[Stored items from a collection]
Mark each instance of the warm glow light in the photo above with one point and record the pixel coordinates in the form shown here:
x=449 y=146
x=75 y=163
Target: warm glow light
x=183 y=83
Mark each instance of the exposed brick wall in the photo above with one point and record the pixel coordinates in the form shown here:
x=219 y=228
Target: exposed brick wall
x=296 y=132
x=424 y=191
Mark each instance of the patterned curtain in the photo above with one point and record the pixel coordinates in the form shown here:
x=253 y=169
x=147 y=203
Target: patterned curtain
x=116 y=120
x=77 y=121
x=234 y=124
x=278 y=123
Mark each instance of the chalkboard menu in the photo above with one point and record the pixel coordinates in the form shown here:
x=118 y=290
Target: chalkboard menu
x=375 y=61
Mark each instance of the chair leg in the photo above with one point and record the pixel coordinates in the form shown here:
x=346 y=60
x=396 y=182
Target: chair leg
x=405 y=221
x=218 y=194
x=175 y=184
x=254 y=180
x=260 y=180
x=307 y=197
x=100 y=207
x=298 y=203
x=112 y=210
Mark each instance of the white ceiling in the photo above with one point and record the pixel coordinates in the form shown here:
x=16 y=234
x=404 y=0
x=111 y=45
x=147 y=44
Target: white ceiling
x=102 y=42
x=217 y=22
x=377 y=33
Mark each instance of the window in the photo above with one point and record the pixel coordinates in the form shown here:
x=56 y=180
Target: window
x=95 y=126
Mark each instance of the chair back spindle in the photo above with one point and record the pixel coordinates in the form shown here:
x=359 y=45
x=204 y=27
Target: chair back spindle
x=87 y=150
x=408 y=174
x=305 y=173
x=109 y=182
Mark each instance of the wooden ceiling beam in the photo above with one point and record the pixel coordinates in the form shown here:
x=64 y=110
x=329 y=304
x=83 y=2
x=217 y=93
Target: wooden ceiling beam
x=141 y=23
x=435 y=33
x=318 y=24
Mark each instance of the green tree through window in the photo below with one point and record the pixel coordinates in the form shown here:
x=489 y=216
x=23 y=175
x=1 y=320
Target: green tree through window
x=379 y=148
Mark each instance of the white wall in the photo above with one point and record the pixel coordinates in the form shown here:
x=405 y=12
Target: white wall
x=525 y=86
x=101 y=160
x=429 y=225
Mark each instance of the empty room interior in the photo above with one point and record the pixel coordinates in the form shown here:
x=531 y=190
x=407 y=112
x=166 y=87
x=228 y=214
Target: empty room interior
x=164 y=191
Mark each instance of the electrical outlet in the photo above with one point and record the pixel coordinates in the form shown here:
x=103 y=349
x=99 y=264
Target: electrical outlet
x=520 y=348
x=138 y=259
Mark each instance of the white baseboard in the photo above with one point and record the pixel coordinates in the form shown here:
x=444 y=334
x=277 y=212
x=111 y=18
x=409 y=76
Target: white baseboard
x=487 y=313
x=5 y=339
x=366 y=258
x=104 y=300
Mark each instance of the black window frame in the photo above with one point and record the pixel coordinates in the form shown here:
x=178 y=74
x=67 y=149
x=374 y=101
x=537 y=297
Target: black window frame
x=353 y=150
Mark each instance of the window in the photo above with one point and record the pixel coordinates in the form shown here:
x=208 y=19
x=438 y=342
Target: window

◆ Task to complete ◆
Take the line that contains "x=374 y=101" and each line after it down to the last of the records, and retype them exactly; add nothing else.

◆ Solution to the exercise ◆
x=374 y=101
x=537 y=297
Target: black window frame
x=353 y=150
Mark each instance of the window in the photo above with one point and record the pixel coordinates in the form shown here:
x=208 y=19
x=438 y=342
Target: window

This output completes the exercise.